I keep reading more and more outcomes research and underutilization of physical therapy as well. I really hope that can get to insurance companies. Less patients pay and less visits to the hospital would mean savings for insurance companies which should increase reimbursements for physical therapy services since they're already cheap but can provide longterm proactive value and deter future costs that would far exceed the costs down the road. I'm particularly interested in manual therapy and differential dx of one treatment over another widely accepted and 3x more costly one. The trick is getting lobbyist groups to legislators and insurance companies and unfortunately we don't have the massive nursing lobby who lobbies for trash anyway.
I totally went off topic, but I really need a good vent.
I think you mean 130k/yr. They're not living in poverty but they're trading their time for money and their net worth is actually very low. There's a big difference between net worth and income.
Or, you know, they can't afford a nice lifestyle and are still poor. I'm talking about the majority of the country. I realize that doctors may live a high consumption lifestyle, spend out of their means, and not devote the proper time to saving for retirement etc. That does not constitute being "poor" when the majority of the country cannot do any of these things and are also only making about 30k a year per person. They just aren't on the same level.
Of course I see that aspect of what he's saying concerning physicians, but I hardly think in a time where many people can barely afford food that constitutes being poor (keep in mind I'm referring to a well-established physician, not the slavery of residency).
His comment was more exaggeration I believe in order to get the point across that they legitimately dot earn much money after accounting for time commitment, hours worked, and unsubsidized student debt.

→ WHAT TO WORK ON
**A.** In the comments on physician income, copy the passage starting at "Of course I" and ending at "slavery of residency).", and swap "physicians" for "doctors".
**B.** The final paragraph of the comments on physician income names what must be accounted for when judging how much doctors earn. List everything it names.
The entries after this come from a separate source and are unrelated to the comments on physician income.

→ SUPPLIED MATERIAL

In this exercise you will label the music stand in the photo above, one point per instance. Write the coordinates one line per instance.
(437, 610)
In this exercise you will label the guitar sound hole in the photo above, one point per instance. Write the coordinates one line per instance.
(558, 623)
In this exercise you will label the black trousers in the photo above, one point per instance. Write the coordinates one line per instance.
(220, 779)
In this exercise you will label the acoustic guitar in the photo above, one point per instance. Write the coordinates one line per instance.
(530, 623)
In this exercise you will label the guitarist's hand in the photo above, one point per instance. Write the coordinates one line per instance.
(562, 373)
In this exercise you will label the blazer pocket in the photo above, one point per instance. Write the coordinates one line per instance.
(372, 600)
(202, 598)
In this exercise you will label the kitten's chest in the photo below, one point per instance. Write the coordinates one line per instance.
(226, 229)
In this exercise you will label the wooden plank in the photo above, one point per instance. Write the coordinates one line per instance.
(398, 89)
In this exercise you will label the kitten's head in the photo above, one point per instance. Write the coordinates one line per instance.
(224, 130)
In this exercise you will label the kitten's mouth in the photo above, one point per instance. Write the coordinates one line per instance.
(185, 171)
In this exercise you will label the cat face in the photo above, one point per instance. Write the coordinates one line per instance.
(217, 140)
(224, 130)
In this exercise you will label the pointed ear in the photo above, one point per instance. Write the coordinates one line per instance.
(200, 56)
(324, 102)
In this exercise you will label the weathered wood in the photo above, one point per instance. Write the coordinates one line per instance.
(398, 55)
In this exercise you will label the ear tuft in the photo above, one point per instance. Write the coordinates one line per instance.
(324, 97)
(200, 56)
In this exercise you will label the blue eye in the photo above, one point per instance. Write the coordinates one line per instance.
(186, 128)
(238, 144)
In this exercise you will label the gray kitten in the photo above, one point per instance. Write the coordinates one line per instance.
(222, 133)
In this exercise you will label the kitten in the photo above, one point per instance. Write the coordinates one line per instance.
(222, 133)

→ SOLUTIONS
**A.**
Of course I see that aspect of what he's saying concerning doctors, but I hardly think in a time where many people can barely afford food that constitutes being poor (keep in mind I'm referring to a well-established physician, not the slavery of residency).

**B.**
- Time commitment
- Hours worked
- Unsubsidized student debt